Get started with CI/CD for ML projects
Concepts
Software engineers may be familiar with the concepts of continuous integration and continuous delivery. The basic flow consists of pushing code to a Git repository that triggers a job to test the code and build the application in an automated way. One of the most famous open-source tool is Jenkins, but Cloud providers also have their own services, such as Cloud Build for GCP, or CodeBuild/CodePipeline for AWS. One of the main advantages of CI/CD is the automation of all the deployment tasks, which shorten software development iterations.
CI/CD for data-science is becoming a norm. Deploying models to production is not easy and DevOps engineers are bringing their expertise to the ML teams to simplify the process. Many of the lessons learnt by software engineering teams can be re-used, at the exception that in addition of testing code, ML teams also need to test data and evaluate models. A CI/CD workflow for data-science could look like this:
In the following sections, we will setup a simple Continuous Integration pipeline that you can re-use across projects. As a first step, it will be very similar to a standard Software Engineering pipeline, and in future articles we will see how we can enhance it.
What’s next?
In the next sections, we set up a simple pipeline continuous integration flow. This would cover the first steps of the deployment flow shown above.
A ML pipeline is composed of a few components for data preparation, training, model validation, inference, etc. A popular pattern is to package each component in containers as it is a good strategy to reproduce results without dependency on the hardware/OS it runs on. Wether you are running your containers on premise, or in the Cloud, it shouldn’t matter as your code will always be executed in the same Docker environment. Today, most of ML frameworks chooses this approach.
We will start with a Git repository on GitHub. We will create two dummy components with a corresponding Dockerfile and some unit tests. As any software product, your code deserves to be tested and starting writing unit tests from the beginning is a good habit to have. Then, we will configure an event on Git push to trigger a build job, in both GCP and AWS. In a real-world setting, you may not need to deploy in multiple Cloud providers, but this is just for demo.

[Saved data entries]
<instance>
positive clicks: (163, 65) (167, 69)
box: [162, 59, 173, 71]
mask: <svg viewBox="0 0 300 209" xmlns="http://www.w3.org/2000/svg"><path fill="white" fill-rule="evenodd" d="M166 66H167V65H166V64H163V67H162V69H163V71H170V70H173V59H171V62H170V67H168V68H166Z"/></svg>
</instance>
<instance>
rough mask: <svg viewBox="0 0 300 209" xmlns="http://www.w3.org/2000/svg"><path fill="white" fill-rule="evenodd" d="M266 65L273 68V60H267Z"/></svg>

● Brief:
Pick up the passage on CI/CD for ML projects after its final sentence and write what comes next.

● Output of the exercise:
Let’s get started
First, create your own GitHub repository. In this example, we use this repository.
Repository structure
Using notebooks to analyse data is very common, especially during the exploration phase. Adding them to your repository is important as it helps others to quickly understand your experiments. However, when building the end-to-end pipeline, the code must be re-organised to be “production grade”, including unit and integration tests. As a pipeline can have multiple steps (components), it’s a good practice to follow a common repository structure across your projects to make them easy to maintain and easy to deploy.
In this blog, and the following ones, we will follow a structure like this one:
In the “components” folder, we add all the components needed for the ML pipeline. Each component comes with its own testable code (app folder) a component definition (components.yaml — very similar to Kubeflow definition), a Dockerfile and a requirements.txt. In the “deployment” folder, we keep the scripts needed for the CI/CD pipeline. In this sample repo, we look at “building” our pipeline in both AWS and GCP, so you will see two subfolders “aws” and “gcp” in this deployment folder. For real-world project, you probably don’t need both.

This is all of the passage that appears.